Your objective> Reproduce every one of the lines below verbatim, keeping each character and line break unchanged.
----------------
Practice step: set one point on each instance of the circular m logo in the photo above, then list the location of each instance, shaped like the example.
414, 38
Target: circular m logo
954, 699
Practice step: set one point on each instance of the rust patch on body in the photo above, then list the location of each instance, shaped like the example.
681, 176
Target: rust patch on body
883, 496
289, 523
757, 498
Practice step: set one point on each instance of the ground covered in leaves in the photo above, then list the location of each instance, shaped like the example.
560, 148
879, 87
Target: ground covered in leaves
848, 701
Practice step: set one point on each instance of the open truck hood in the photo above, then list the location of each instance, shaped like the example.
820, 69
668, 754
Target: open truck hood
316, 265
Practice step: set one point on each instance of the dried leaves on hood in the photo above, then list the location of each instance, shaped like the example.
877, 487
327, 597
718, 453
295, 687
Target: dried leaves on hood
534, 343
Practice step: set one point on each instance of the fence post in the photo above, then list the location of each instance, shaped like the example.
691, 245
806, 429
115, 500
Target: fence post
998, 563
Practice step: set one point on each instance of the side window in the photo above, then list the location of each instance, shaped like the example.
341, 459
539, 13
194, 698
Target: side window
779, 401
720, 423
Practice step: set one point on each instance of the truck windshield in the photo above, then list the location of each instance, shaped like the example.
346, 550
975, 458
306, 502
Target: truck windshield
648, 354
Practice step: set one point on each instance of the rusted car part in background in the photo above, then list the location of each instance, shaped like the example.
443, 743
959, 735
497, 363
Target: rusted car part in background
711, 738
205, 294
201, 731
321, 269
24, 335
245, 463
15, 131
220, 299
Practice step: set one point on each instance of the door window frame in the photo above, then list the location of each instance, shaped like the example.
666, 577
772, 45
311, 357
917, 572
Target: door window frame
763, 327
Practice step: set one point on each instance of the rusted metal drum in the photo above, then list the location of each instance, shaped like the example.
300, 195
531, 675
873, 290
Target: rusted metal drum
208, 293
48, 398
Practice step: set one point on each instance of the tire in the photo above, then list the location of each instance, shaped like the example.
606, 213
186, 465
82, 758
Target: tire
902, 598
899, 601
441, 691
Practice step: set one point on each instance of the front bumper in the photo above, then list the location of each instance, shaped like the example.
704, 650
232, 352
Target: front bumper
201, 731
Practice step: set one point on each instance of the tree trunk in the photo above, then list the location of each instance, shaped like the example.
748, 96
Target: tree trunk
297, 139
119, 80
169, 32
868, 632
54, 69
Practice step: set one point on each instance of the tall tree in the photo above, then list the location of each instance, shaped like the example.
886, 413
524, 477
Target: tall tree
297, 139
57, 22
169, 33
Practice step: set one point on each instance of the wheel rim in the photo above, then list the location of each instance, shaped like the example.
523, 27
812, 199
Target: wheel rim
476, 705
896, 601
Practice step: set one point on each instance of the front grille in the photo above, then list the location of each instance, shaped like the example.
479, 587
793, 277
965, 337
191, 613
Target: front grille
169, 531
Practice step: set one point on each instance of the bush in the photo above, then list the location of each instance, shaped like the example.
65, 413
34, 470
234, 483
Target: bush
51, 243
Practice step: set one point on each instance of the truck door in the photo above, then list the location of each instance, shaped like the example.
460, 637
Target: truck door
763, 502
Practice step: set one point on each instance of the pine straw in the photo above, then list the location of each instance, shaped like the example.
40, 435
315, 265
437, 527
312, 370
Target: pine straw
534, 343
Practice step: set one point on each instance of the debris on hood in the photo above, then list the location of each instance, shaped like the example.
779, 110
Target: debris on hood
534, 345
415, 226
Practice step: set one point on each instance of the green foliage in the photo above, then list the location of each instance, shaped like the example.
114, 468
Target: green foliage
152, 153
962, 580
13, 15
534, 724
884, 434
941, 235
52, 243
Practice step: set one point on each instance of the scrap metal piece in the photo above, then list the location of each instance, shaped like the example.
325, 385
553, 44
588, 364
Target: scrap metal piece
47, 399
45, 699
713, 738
----------------
Solved exercise>
Practice step: set one point on each instance of the circular m logo in the photo above, then list the location of each instance, shaped like the example.
414, 38
Target: circular m logo
954, 699
Practice step: set one point on each instance of the rust patch on body in the photo above, then list the location of each instance, shaped like the example.
681, 176
Target: rust patch on body
883, 496
289, 523
757, 498
Practice step: set one point on each instance of the ground covered in leaves in the photo above, then list the location of each instance, shaped like the example.
560, 148
879, 87
Target: ground covered in leaves
848, 701
Practice step: set one point on each instance of the open truck hood in the photo above, then list the location of each instance, shaped like the example.
820, 69
668, 754
Target: open truck hood
316, 265
Practice step: set one point on each instance of the dried leaves on hood in the photo above, then list the location of each instance, shaped like the example.
877, 487
327, 597
718, 453
295, 687
Target: dried leaves on hood
534, 343
Practice step: set one point on each instance of the fence post in the photo above, then list the location of each instance, shaped like the example.
691, 245
806, 429
115, 500
Target: fence post
998, 563
Practice step: set one point on each instance of the side window in the photo above, then list the location of each instance, shaped like the example.
341, 459
539, 13
194, 698
Target: side window
779, 401
720, 423
Practice step: set one point on each instance of the truck windshield in the photo above, then list the location of each instance, shaped like the example.
346, 550
975, 458
306, 502
Target: truck windshield
648, 354
Practice step: set one point on each instance of the rusted car part in background in the photo above, then list the location of each instance, shaped like the example.
443, 743
959, 735
497, 363
Target: rusted car part in background
711, 738
205, 294
201, 731
321, 269
24, 335
245, 463
15, 131
220, 299
Practice step: set one point on each instance of the door window frame in the photo above, then list the location of each instance, shaped like the example.
666, 577
772, 45
311, 357
917, 572
Target: door window frame
763, 327
Practice step: set one point on each instance of the rusted metal drum in the photo above, then list the location of each instance, shaped like the example.
300, 195
531, 675
873, 290
Target: rusted metal drum
208, 293
48, 398
Practice step: set one point on each instance of the tire in the photo above, then list the location of each instance, shaped like the example.
606, 213
186, 465
82, 758
Target: tire
902, 598
899, 601
441, 691
Practice step: set one point on each instance of the front bumper in the photo above, then list the location of each instance, shaped like the example.
704, 650
232, 352
Target: front bumper
201, 731
Practice step: set one point on each instance of the tree trunk in the photo above, then list the location of each instance, shaped like the example.
748, 96
Target: tree trunk
297, 139
119, 80
169, 32
868, 632
54, 69
Practice step: set one point on each instance of the tall tree in the photo above, then list the location of each instance, shaped like the example.
886, 413
524, 477
Target: tall tree
297, 139
57, 22
169, 33
Practice step: set one point on each instance of the wheel rim in the photo above, then list the location of each instance, shaped like the example.
523, 27
812, 199
Target: wheel rim
476, 705
896, 601
Practice step: set one point on each instance of the front grille in the photo above, then list the location of each instance, shaped like the example.
479, 587
793, 277
965, 337
191, 613
Target: front grille
169, 531
Practice step: set one point on each instance of the bush in the photo above, then list the location of each instance, shaped like the example.
65, 413
34, 470
234, 483
Target: bush
51, 243
Practice step: set one point on each instance of the truck door in the photo above, then list the location of each instance, shaped like the example.
460, 637
Target: truck door
763, 502
Practice step: set one point on each instance of the pine straw in the photo above, then list the location of each instance, shaped like the example.
40, 435
315, 265
437, 527
312, 370
Target: pine straw
534, 343
Practice step: set one point on each instance of the debris on hood in the photo above, then list the location of each instance, shaped like the example.
779, 110
Target: debris on hood
534, 345
415, 226
Practice step: set one point on each instance of the green foliage in the photo above, then list the location of each instance, shaped like the example.
114, 468
Target: green foliage
152, 153
962, 580
13, 15
534, 724
884, 434
941, 235
52, 243
Practice step: set one point on each instance of the scrap metal piece in the photo above, then list the location of each instance, shaped like the example.
325, 385
553, 44
588, 364
Target: scrap metal piece
47, 399
45, 699
713, 738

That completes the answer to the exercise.